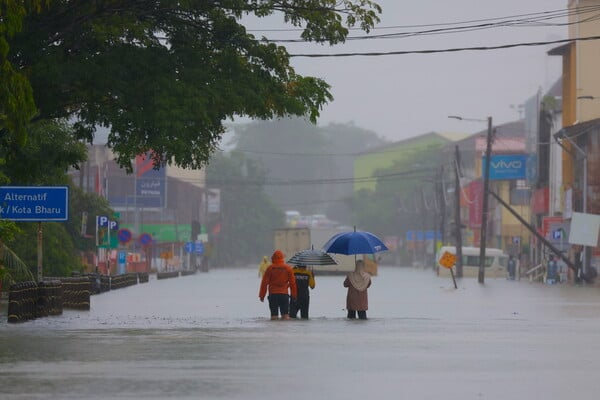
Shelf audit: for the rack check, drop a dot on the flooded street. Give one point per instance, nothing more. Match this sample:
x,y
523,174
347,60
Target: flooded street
x,y
208,336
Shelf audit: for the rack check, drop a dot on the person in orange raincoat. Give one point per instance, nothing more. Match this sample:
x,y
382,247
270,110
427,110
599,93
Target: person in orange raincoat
x,y
280,283
262,267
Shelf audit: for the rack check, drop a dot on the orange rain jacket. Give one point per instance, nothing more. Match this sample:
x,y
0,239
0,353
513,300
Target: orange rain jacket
x,y
278,278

───

■ Exercise directions ■
Output the material from the line containing "on the person" through the end of the material as a Markdown table with the columns Row and Line, numbering each line and leaving out blank lines.

■ Output ■
| Row | Line |
|---|---|
| 1 | Shelf audit: for the rack check, drop a dot on the person in orange raincoat. Give one point per instance, nothing more. Match this sample: |
| 2 | x,y |
| 3 | 382,247 |
| 4 | 270,110 |
| 5 | 427,110 |
| 6 | 599,93 |
| 7 | Target: person in orange raincoat |
| 8 | x,y |
| 9 | 280,283 |
| 10 | 262,267 |
| 11 | Shelf audit: for the rack check, drop a dot on the orange rain jacket. Give one point per instance, nothing more. Match this sample: |
| 12 | x,y |
| 13 | 0,239 |
| 14 | 0,353 |
| 15 | 513,300 |
| 16 | Target: orange rain jacket |
| 17 | x,y |
| 18 | 278,278 |